_Given instruction_
Rewrite the part of the records that opens with the line containing "Where can the woman's" and closes with the line containing "pixel 241 273". Replace "innermost point" with "central point" and keep everything else unchanged.

>>>>

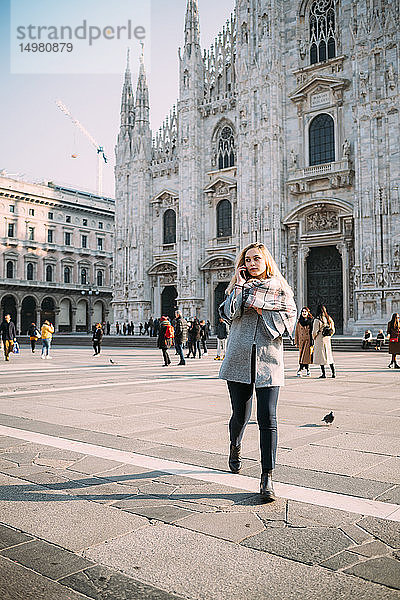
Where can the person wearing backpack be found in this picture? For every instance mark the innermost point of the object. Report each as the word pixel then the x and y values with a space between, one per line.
pixel 47 335
pixel 196 337
pixel 181 332
pixel 34 335
pixel 165 339
pixel 323 330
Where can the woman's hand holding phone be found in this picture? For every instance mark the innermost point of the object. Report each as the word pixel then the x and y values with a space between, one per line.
pixel 241 273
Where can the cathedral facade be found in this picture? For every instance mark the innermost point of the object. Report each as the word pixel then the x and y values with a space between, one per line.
pixel 286 131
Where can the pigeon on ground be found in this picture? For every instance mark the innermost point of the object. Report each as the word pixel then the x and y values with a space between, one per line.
pixel 328 418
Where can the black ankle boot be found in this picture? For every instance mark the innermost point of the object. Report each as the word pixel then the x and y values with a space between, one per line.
pixel 266 487
pixel 235 464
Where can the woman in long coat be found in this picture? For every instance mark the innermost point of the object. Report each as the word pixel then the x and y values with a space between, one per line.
pixel 259 308
pixel 323 329
pixel 304 340
pixel 393 332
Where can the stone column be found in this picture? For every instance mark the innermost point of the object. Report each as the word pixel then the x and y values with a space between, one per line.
pixel 345 276
pixel 18 323
pixel 73 320
pixel 56 319
pixel 157 299
pixel 301 286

<<<<

_Exercise answer_
Where can the woman's hand holding phone be found in this picture? For every instance mark the central point of the object. Report each as the word pixel then the x and y values with a space between, one per line.
pixel 241 273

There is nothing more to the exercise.